◆ The exercise: Edit every row below so that "for each instance" becomes "for every instance", and keep everything else unchanged.

◆ Location annotation dataset excerpts:

* * *

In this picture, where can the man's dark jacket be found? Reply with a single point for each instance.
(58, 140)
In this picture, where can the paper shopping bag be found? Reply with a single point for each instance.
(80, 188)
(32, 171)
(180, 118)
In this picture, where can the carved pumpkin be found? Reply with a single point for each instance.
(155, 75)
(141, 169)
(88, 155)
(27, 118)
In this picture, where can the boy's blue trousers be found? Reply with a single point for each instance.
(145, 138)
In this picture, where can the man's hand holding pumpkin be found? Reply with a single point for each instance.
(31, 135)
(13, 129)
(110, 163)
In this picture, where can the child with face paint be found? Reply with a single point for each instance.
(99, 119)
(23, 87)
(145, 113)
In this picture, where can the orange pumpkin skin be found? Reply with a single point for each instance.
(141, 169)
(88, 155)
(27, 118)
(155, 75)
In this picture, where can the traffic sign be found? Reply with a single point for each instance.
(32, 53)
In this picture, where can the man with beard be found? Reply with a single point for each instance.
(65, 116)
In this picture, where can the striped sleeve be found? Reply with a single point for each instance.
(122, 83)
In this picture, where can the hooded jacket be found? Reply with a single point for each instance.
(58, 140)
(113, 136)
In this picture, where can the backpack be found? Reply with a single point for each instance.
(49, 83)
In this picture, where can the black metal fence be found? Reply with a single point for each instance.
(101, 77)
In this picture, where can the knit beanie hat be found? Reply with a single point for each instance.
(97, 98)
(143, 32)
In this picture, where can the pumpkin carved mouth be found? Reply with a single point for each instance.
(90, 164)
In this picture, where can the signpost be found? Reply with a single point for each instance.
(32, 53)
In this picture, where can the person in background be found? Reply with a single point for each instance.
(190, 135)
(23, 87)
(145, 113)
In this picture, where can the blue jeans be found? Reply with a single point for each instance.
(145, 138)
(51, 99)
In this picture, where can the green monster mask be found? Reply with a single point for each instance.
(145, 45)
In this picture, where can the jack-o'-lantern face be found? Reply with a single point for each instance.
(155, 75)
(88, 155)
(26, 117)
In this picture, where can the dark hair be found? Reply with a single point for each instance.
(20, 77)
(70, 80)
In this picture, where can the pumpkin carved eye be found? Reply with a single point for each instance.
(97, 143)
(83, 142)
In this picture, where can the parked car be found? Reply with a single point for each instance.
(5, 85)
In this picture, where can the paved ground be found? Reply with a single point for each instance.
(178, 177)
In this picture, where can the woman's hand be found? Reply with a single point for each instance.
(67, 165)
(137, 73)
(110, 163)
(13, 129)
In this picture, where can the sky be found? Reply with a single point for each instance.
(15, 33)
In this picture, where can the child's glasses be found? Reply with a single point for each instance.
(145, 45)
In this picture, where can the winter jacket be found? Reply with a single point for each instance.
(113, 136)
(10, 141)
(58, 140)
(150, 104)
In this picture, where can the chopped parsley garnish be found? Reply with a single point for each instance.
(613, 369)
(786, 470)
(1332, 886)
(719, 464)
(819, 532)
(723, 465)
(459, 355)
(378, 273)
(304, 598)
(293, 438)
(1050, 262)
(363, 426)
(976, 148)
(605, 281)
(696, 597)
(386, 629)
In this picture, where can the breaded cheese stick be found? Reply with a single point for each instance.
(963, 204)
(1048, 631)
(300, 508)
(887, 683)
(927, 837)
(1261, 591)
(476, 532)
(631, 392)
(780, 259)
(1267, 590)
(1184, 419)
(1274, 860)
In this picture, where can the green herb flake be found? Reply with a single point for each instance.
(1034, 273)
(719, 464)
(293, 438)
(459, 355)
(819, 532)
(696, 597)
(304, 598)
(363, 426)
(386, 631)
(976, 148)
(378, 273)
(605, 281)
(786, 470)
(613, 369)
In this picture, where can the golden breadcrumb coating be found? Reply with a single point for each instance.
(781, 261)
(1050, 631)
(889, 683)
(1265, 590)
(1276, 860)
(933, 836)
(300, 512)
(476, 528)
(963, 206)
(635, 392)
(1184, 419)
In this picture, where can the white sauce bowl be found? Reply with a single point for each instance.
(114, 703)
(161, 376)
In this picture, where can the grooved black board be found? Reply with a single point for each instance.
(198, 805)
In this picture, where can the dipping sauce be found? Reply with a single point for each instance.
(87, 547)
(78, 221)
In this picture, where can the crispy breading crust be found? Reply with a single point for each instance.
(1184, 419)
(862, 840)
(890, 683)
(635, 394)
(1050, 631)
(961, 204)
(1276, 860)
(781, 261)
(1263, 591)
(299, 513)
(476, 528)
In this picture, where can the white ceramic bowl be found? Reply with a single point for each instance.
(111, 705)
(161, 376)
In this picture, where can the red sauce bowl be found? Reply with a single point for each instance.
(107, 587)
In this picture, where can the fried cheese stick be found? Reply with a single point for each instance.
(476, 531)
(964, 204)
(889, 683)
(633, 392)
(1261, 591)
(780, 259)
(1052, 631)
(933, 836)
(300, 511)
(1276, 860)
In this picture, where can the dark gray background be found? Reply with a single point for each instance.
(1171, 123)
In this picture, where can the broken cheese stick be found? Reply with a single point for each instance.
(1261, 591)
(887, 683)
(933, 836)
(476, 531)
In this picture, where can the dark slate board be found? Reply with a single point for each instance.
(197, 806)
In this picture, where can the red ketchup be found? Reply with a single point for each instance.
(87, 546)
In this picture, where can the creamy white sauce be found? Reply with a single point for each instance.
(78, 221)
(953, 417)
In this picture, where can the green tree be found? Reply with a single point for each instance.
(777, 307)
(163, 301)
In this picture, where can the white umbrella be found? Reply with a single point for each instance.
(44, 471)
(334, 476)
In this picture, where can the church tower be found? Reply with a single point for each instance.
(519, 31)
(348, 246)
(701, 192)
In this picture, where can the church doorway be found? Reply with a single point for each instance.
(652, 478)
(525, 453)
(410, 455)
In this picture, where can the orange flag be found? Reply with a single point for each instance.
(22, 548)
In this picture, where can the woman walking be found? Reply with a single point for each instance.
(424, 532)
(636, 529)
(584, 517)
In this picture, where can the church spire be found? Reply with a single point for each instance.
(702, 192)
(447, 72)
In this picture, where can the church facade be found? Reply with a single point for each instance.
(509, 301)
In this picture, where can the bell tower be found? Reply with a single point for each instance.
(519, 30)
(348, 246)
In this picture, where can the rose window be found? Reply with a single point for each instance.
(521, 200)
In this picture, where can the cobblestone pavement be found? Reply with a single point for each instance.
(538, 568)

* * *

◆ Exercise solution:
In this picture, where can the man's dark jacket be found? Reply with a single point for every instance.
(58, 140)
In this picture, where can the paper shopping bag be found? Reply with a single point for every instance.
(80, 188)
(32, 171)
(180, 118)
In this picture, where can the carved pumpkin be found? Reply with a single point for every instance.
(155, 75)
(141, 169)
(88, 155)
(27, 118)
In this picture, where can the boy's blue trousers be found? Reply with a single point for every instance.
(145, 138)
In this picture, where can the man's hand holding pumpkin be found? Reply with a single point for every instance.
(31, 135)
(13, 129)
(110, 163)
In this picture, where can the child with face paint be found? Reply with a single point for every instance.
(99, 119)
(23, 87)
(145, 113)
In this picture, where can the orange pumpkin skin be found? Reply with a single point for every instance.
(141, 169)
(88, 155)
(27, 118)
(155, 75)
In this picture, where can the traffic sign be found? Reply with a single point for every instance.
(32, 53)
In this picture, where can the man with beard be found? Reply with a single point for every instance.
(65, 116)
In this picture, where can the striped sleeve be found? Reply with a single point for every instance.
(122, 83)
In this picture, where can the hooded jacket be found? Reply with a single point for every instance.
(58, 140)
(113, 136)
In this picture, where can the backpack be found? Reply with a single point for every instance.
(49, 83)
In this picture, where can the black metal fence be found? Reply with a single point for every instance.
(101, 77)
In this picture, where can the knit beanie hat be found? Reply with a single point for every instance.
(97, 98)
(143, 32)
In this picture, where can the pumpkin carved mouth be found? Reply with a single point for every instance.
(90, 164)
In this picture, where can the signpost be found? Reply with a single point for every instance.
(32, 53)
In this picture, where can the person in background be found? Reply with a single point for every instance.
(190, 135)
(23, 87)
(145, 113)
In this picture, where can the blue jeans be found? Reply with a single point for every instance.
(145, 138)
(51, 99)
In this picture, where can the green monster mask be found? Reply with a single point for every instance.
(145, 45)
In this picture, where can the jack-o'-lantern face be found? Reply with a single point for every instance.
(155, 75)
(88, 155)
(26, 117)
In this picture, where can the dark hair be found? Reply with a single point for every instance.
(20, 77)
(70, 80)
In this picture, where can the pumpkin carved eye be found? Reply with a single point for every instance.
(97, 143)
(83, 142)
In this picture, where can the parked car be found? Reply with a single point for every instance.
(5, 85)
In this picture, where can the paved ground be found? Reply with a single point for every instance.
(178, 177)
In this picture, where can the woman's hand be found? Reply with a single point for every instance.
(67, 165)
(137, 73)
(110, 163)
(13, 129)
In this picture, where can the sky be found? Reply with a single point for every instance.
(15, 33)
In this picture, where can the child's glasses be found? Reply with a single point for every instance.
(145, 45)
In this picture, where can the winter jacket be found? Reply with a single point for every instance.
(113, 136)
(10, 141)
(58, 140)
(150, 104)
In this picture, where can the chopped parsley garnish be found? Reply with a single point for every instance.
(613, 369)
(786, 470)
(1332, 886)
(719, 464)
(819, 532)
(723, 465)
(459, 355)
(378, 273)
(304, 598)
(293, 438)
(1050, 262)
(363, 426)
(976, 148)
(605, 281)
(696, 597)
(386, 629)
In this picture, where can the breaded cheese stick be found? Reply with a single point for every instance.
(963, 204)
(1048, 631)
(300, 508)
(887, 683)
(927, 837)
(1261, 591)
(476, 532)
(631, 392)
(780, 259)
(1267, 590)
(1184, 419)
(1274, 860)
In this picture, where can the green herb flake be found? Reply with a single point for every instance.
(1034, 273)
(719, 464)
(293, 438)
(459, 355)
(819, 532)
(696, 597)
(304, 598)
(363, 426)
(386, 631)
(976, 148)
(378, 273)
(605, 281)
(786, 470)
(613, 369)
In this picture, where can the golden breadcrumb coating be found? Reply with a single point for every instance.
(781, 261)
(1050, 631)
(889, 683)
(1265, 590)
(1276, 860)
(933, 836)
(300, 512)
(476, 528)
(963, 206)
(635, 392)
(1184, 419)
In this picture, where can the white sauce bowl be found? Reply with a single point for every instance.
(114, 703)
(161, 376)
In this picture, where can the grooved black board be found? Reply with a single point for every instance.
(198, 805)
In this picture, where can the dipping sauce be found? Reply with a single point for every instance.
(87, 547)
(78, 221)
In this picture, where can the crispy breading crust be found? Reply with a single point for every instance.
(1184, 419)
(862, 840)
(890, 683)
(635, 394)
(1050, 631)
(961, 204)
(1276, 860)
(781, 261)
(1263, 591)
(299, 513)
(476, 528)
In this picture, where can the white ceramic bowl be found? Reply with a single point for every instance.
(111, 705)
(161, 376)
In this picture, where can the red sauce bowl be found? Reply with a single point for every instance.
(107, 587)
In this picture, where can the fried cheese stick be found? Reply with a single point for every instance.
(476, 531)
(964, 204)
(889, 683)
(633, 392)
(1261, 591)
(780, 259)
(1052, 631)
(933, 836)
(300, 511)
(1276, 860)
In this picture, where can the dark gray background be found? Reply with a single point for every instance.
(1171, 123)
In this picture, where can the broken cheese stick be found? Reply with a single point for every instance.
(1261, 591)
(887, 683)
(933, 836)
(476, 531)
In this picture, where can the dark slate board be found? Reply with a single point for every instance.
(197, 806)
In this picture, where can the red ketchup be found? Reply with a single point for every instance.
(87, 546)
In this picture, where can the creamy white sauce be found? Reply with a single point for every instance.
(78, 221)
(953, 417)
In this picture, where can the green tree be found? Reply with a single point for every instance.
(777, 307)
(163, 301)
In this picture, where can the white umbrella be found? Reply with a single point for every instance.
(44, 471)
(334, 476)
In this picture, where can the church tower be found? Reply with a single point for every instance.
(519, 31)
(348, 246)
(701, 192)
In this picture, where can the church doorway be found? Reply with a single point for every instance.
(652, 478)
(525, 453)
(410, 455)
In this picture, where can the orange flag be found? Reply with a single point for every instance.
(22, 548)
In this picture, where can the woman walking be found? Reply with a single point for every instance.
(424, 532)
(636, 529)
(584, 517)
In this picture, where can the church spire be found? Reply with a single point for every instance.
(702, 192)
(447, 72)
In this picture, where can the church facade be found? Reply with a single point for every instance.
(509, 301)
In this picture, where can the bell tower be found? Reply with a single point for every instance.
(519, 30)
(348, 246)
In this picture, where can the rose window be found? Reply with a single point for every instance.
(521, 200)
In this picture, where can the cobblestone pavement be found? Reply with a single point for every instance.
(538, 568)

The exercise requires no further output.